Provided passage

[RFC][merge] Patience Sorting Diffs

Mon Dec 12 17:24:29 GMT 2005

Back at UBZ I put together a branch for handling Codeville's Patience
Sorting algorithm.
http://revctrl.org/PreciseCodevilleMerge

My branch is available here:
http://bzr.arbash-meinel.com/branches/bzr/cdv-diff/

It isn't the full implementation of their merging algorithm, just using
their diffing operation.

It is computationally similar to the current difflib. It takes slightly
longer, but not terribly so. The real advantage is that it does give
slightly better diffs, especially when you copy text around.

If I understand it correctly, Python's difflib uses a longest common
string matching, so it compares 2 texts to find the longest matching
string, then finds the next longest, etc. This is reasonably close to
what "diff" uses, and gives decent results.

Stored data
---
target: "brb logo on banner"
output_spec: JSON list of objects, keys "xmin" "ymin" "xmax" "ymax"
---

Objective A
Rewrite the part of the patience sorting post that begins at "http://revctrl.org/PreciseCodevilleMerge" and stops after "their diffing operation.", putting "diff routine" in place of "diffing operation".
Objective B
Write the next part of the patience sorting post, picking up after its final sentence.
The data has no connection to the patience sorting post.

Written answer A
http://revctrl.org/PreciseCodevilleMerge

My branch is available here:
http://bzr.arbash-meinel.com/branches/bzr/cdv-diff/

It isn't the full implementation of their merging algorithm, just using
their diff routine.

Written answer B
However, it really starts to mess up when you have common lines, like
C++ open/close curly braces, etc. It also messes up when you create a
new function by copying an old one, and only changing a couple of lines.
As it will often attribute the copied lines as being added in the old
function, rather than in the new one.

The PatienceSorting algorithm that Codeville uses has a different
approach. They first match only unique lines in the 2 texts (so they
ignore curly brace lines, empty lines, etc). They then use the Patience
Sorting algorithm to match the longest common subset (not string). And
then they fill in the matches inbetween the unique lines.

The specific implementation for CDV had what I consider to be a bug,
where non-unique lines, surrounded by unmatched lines would not be
matched. I fixed that behavior by resorting back to longest common
substring inbetween the unique matches.
To give an example:

AbcDbcE
FbcGbcH

In the above, it is pretty obvious that the 'bc' sections should match.
You run into some problems if you had something like:
AbcDbcEbcI
FbcGbcH

Because which section should match? Codeville will say that nothing
matches, I think just trying to match something is sufficient.

Anyway, I updated the codebase so that we can plug in different
SequenceMatcher objects. I also added a main() function, so that you can
run cdvdifflib as a command line application.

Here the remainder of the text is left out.